Problem to solve: Emit only the lines from the line containing "the red and" through the last line of the entries, unchanged.

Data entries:
┄┄┄┄┄┄

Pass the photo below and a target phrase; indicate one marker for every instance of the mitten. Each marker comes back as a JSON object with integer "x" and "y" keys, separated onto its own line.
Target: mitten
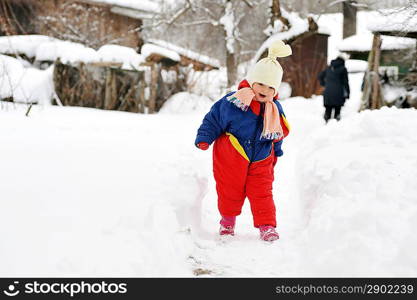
{"x": 203, "y": 145}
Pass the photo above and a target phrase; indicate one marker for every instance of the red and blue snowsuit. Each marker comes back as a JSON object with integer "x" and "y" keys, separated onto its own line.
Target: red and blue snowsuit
{"x": 243, "y": 162}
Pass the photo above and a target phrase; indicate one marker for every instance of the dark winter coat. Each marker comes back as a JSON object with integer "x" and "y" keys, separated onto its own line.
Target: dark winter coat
{"x": 335, "y": 80}
{"x": 245, "y": 126}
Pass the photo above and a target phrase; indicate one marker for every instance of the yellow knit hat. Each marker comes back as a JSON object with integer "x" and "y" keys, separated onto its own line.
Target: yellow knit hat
{"x": 268, "y": 71}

┄┄┄┄┄┄

Exercise solution:
Pass the photo above and a target phrase; indicate one marker for every instance of the red and blue snowsuit. Each marker comes back as a JSON object with integer "x" and "y" keys, separated onto its own line.
Target: red and blue snowsuit
{"x": 243, "y": 162}
Pass the photo above and a target phrase; indicate one marker for every instance of the dark winter coat. Each marker comes back as a JSON object with integer "x" and "y" keys, separated onto its own line.
Target: dark winter coat
{"x": 335, "y": 80}
{"x": 245, "y": 126}
Pass the photo above and a target phrase; indicate one marker for every instance of the yellow knit hat. Each marker comes back as a JSON object with integer "x" and "y" keys, separated onto its own line.
Target: yellow knit hat
{"x": 268, "y": 71}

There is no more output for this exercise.